Problem to solve. Return each line of the data that follows exactly as it reads.

Segment Start: Data for this exercise

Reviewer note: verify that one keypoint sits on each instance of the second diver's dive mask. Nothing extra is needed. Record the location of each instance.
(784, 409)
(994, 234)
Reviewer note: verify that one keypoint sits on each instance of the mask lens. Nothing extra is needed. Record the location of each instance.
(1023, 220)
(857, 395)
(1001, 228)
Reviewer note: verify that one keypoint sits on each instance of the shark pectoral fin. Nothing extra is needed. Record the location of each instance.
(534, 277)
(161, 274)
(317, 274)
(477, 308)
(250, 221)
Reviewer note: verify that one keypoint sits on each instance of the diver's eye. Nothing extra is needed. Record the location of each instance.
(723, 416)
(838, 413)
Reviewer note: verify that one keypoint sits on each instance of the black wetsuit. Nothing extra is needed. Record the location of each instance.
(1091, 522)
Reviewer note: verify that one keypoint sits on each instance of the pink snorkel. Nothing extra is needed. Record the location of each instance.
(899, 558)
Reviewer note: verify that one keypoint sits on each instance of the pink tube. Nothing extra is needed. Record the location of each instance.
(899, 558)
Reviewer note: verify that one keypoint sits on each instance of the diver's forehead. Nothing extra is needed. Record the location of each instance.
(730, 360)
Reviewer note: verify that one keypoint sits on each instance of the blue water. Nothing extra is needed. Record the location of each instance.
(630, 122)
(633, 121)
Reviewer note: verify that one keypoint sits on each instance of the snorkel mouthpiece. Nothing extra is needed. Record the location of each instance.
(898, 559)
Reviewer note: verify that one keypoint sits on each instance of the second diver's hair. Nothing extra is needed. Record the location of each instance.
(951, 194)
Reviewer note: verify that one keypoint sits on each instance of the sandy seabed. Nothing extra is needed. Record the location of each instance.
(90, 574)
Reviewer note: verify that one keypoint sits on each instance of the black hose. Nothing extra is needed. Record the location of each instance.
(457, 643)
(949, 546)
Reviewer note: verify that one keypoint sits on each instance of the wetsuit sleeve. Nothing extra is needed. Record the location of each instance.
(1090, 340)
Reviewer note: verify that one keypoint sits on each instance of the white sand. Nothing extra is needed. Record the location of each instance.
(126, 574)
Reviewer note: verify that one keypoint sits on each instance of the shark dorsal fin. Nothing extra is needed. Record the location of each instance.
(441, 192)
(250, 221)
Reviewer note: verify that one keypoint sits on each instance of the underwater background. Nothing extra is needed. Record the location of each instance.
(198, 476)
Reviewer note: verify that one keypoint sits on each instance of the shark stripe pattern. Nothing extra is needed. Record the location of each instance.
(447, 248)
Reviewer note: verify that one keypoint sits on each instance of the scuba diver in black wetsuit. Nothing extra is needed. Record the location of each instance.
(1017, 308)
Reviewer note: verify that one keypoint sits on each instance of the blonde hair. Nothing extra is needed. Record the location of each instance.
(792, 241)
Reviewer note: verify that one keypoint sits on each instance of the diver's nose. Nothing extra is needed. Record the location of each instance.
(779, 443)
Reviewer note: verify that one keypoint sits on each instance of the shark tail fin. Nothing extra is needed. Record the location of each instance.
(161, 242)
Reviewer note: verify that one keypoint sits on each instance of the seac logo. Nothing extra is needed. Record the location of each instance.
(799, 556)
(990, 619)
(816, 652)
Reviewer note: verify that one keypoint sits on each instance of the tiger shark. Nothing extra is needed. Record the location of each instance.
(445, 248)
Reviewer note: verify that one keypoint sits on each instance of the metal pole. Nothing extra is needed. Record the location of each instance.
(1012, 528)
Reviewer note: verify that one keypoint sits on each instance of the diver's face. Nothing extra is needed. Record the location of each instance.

Segment End: Data for this exercise

Response.
Reviewer note: verify that one keypoint sits on each instance of the second diver's dive mask. Nothing extra is needed. Record the location of each instance.
(784, 409)
(994, 234)
Reviewer note: verify that one keypoint sits on each instance of the mask lens. Nothing extra is needed. Record the location of each instance.
(1023, 220)
(857, 395)
(1001, 228)
Reviewer note: verify that one keypoint sits on each instance of the shark pectoral fin. Nothing extra is needed. Record the location of each instance.
(534, 277)
(161, 274)
(317, 274)
(477, 308)
(250, 221)
Reviewer note: verify that one keypoint sits on each instance of the diver's eye. Nothing extra is needed. Record the location of each instance.
(723, 416)
(838, 413)
Reviewer note: verify that one keypoint sits on each instance of the black wetsuit. Nothing extra is needed. Record the location of each instance.
(1091, 522)
Reviewer note: verify that one keypoint sits on each instance of the pink snorkel. Nothing extra is needed. Record the location of each instance.
(899, 558)
Reviewer note: verify that one keypoint sits on each instance of the pink tube. Nothing extra is needed. Record the location of each instance.
(899, 558)
Reviewer note: verify that one keypoint sits on each instance of the diver's forehead. Nothing extra is needed. Record the location of each instance.
(730, 360)
Reviewer note: verify that one keypoint sits on each instance of the blue water. Nothing extra is needed. Record the location of each instance.
(630, 122)
(633, 121)
Reviewer note: verify that one keypoint sits on each instance of the snorkel mouthpiece. Nothing extra is needed. Record the location of each instance.
(898, 559)
Reviewer note: verify that one keypoint sits on each instance of the second diver's hair. Nothing extra is needed. Record the location of each instance.
(951, 194)
Reviewer note: verify that one keypoint sits on each instance of the sandy seabed. Nothing extra is needed. Record the location of each instance.
(90, 574)
Reviewer note: verify that one keypoint sits on each instance of the black hose. Nothing extra is needed. Record the location of each instance.
(457, 643)
(949, 546)
Reviewer note: verify that one keypoint sits on each instance of the wetsuit sleeve. Nothing extra is needed. Record the location of each instance.
(1090, 340)
Reviewer note: verify that one keypoint sits on each instance of the white sand. Nothing extra is needed. Record the location of each instance.
(126, 574)
Reviewer note: verify that one keypoint sits on each instance of the shark dorsal fin. Nothing extra is needed. Record the location of each instance.
(441, 192)
(250, 221)
Reviewer note: verify that one keypoint sits on each instance of the underwater background. Nothing extra is needed. Record the location of each instance.
(198, 476)
Reviewer note: verify that one keypoint sits on each instance of the shark stripe pattern. Nothing extra is needed. Record the location of each instance.
(447, 248)
Reviewer note: verify that one keypoint sits on each instance of the scuba diver in black wetsuit. Nothing extra is needed. Record the location of each instance.
(1017, 308)
Reviewer note: verify that one keypoint sits on each instance of the blonde hair. Nothing extra is needed. Record the location of each instance.
(792, 241)
Reviewer note: verify that one keypoint sits on each instance of the diver's nose. Nothing extra is needed. Record the location of each instance.
(779, 443)
Reviewer note: verify that one keypoint sits on each instance of the shark tail fin. Nothing extra is needed. Record the location of each instance.
(161, 242)
Reviewer note: verify that one keypoint sits on each instance of the seac logo. Nothing extra is needed. Record the location of each instance.
(799, 556)
(990, 619)
(816, 652)
Reviewer note: verify that one keypoint sits on each instance of the tiger shark. Nothing extra is needed. Record the location of each instance.
(445, 248)
Reviewer note: verify that one keypoint sits on each instance of the metal pole. Nothing extra is needed. Record the location of each instance.
(1012, 528)
Reviewer note: verify that one keypoint sits on each instance of the diver's face. Nothing extra is needed. Record the location of each instance.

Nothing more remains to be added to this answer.